# [Aim of the task]
Please work out how many lines in the entries below include the string "each", and reply with the number alone.

[Dataset entries]
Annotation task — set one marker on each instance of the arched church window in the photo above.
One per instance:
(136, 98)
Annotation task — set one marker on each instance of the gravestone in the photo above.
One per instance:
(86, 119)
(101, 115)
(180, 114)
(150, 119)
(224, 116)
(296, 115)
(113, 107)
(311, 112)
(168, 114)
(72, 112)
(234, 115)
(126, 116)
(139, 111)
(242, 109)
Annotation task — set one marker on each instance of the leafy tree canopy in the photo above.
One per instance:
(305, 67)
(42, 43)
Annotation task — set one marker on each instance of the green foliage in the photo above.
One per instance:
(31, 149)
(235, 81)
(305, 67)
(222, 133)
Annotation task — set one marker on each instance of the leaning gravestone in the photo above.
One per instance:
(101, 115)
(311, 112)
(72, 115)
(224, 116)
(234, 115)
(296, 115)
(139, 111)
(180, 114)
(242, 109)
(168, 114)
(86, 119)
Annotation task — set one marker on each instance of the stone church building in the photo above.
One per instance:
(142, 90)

# [Result of the exercise]
6